Tambang Batubara Ombilin: Riwayatmu Dulu
Oleh: Yenny Narny (Dosen FIB Unand)
Tahun 1800 menjadi penanda dimulainya kolonialisme Belanda di Indonesia setelah VOC resmi dibubarkan setahun sebelumnya, yakni 1799. Meskipun masa VOC telah usai, kawasan Hindia Belanda (kini Indonesia) tidaklah terbebas begitu saja. Segala bentuk aktivitas pada masa VOC, diambil alih dan dikelola langsung oleh Pemerintah Belanda.
Mereka mengambil alih kontrol atas perdagangan, ekonomi, dan pemerintahan di wilayah-wilayah bekas jajahan VOC.
Tidak hanya itu, pada periode ini pula lah dampak Revolusi Industri mulai terasa di Indonesia, seiring dengan diperkenalkannya berbagai teknologi modern oleh Belanda, seperti transportasi dan pabrik bermesin uap yang digunakan sebagai penunjang aktivitas ekonomi dan kolonialisasi mereka di Nusantara. Penggunaan mesin uap tersebut memungkinkan proses produksi menjadi lebih efisien dan berskala besar, sehingga dapat membantu Belanda dalam mengeksploitasi sumber daya alam dan tenaga kerja.
Salah satu aspek yang sangat menonjol dari dampak penggunaan mesin uap ini adalah meningkatnya kebutuhan akan batubara sebagai bahan bakar utama untuk menggerakan mesin uap tersebut. Akibatnya, batubara menjelma menjadi komoditas penting sepanjang abad ke-19, tidak hanya bagi pemerintah Kolonial Belanda, namun juga bagi negara-negara di berbagai belahan dunia.

▶ **KUMPULAN TUGAS**
a. Jawablah pertanyaan berikut berdasarkan teks tentang Tambang Batubara Ombilin.
(i) Pada tahun berapa VOC resmi dibubarkan?
(ii) Siapa yang mengambil alih dan mengelola langsung segala aktivitas pada masa VOC?
(iii) Apa bahan bakar utama untuk menggerakkan mesin uap?
b. Lanjutkan teks tentang Tambang Batubara Ombilin, dimulai setelah kalimat terakhirnya.

▶ **ISI DATASET**
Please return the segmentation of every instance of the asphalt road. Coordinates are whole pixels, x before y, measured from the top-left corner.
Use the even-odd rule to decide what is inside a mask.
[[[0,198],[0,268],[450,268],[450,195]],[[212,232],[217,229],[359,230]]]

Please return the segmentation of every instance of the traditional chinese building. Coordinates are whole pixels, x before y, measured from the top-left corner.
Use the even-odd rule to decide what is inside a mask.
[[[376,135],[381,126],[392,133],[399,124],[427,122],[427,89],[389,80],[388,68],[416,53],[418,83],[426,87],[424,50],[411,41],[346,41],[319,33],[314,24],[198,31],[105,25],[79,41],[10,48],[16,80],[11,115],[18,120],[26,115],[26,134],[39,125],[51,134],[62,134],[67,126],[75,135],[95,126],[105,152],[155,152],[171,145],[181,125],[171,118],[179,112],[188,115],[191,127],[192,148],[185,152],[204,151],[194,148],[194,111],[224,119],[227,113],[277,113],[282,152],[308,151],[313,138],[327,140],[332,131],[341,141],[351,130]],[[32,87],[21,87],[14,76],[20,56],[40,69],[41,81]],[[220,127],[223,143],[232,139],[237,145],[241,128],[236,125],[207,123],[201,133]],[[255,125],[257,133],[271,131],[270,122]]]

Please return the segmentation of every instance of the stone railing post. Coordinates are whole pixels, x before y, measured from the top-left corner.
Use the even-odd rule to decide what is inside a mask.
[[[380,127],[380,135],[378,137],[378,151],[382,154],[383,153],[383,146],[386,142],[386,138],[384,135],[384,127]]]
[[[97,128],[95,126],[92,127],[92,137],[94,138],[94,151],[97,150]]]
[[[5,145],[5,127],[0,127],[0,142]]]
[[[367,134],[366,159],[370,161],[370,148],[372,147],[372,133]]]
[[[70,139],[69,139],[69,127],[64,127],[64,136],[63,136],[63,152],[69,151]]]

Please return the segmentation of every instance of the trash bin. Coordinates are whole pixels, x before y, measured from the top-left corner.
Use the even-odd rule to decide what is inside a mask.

▶ **JAWABAN AKHIR**
a.
(i) 1799
(ii) Pemerintah Belanda
(iii) Batubara

b.
Hal inilah yang melatarbelakangi dimulainya berbagai ekspedisi Belanda untuk mencari sumber-sumber batubara termasuk di daerah-daerah di Indonesia, tak terkecuali pedalaman Sumatera.
Kisah perjalanan menemukan sumber Batubara di Sumatera ini dimulai ketika seorang ahli tambang berkebangsaan Belanda bernama C de Groot van Embden, memprediksi adanya kandungan Batubara di kawasan sepanjang aliran Batang Ombilin, Sawahlunto, Sumatera Barat (Ichtisar Parlemen Nr. 96 Tahun 1954).
De Groot kemudian melakukan penelitian pertamanya di tahun 1858. Hampir sepuluh tahun setelahnya, penelusuran batubara ini dilanjutkan oleh W H de Greve atas perintah Gubernur Jenderal Hindia Belanda saat itu. De Greve pun memulai ekspedisi besar-besaran pencarian batubara ke pedalaman Sumatera Barat dengan menelusuri aliran Batang Kuantan.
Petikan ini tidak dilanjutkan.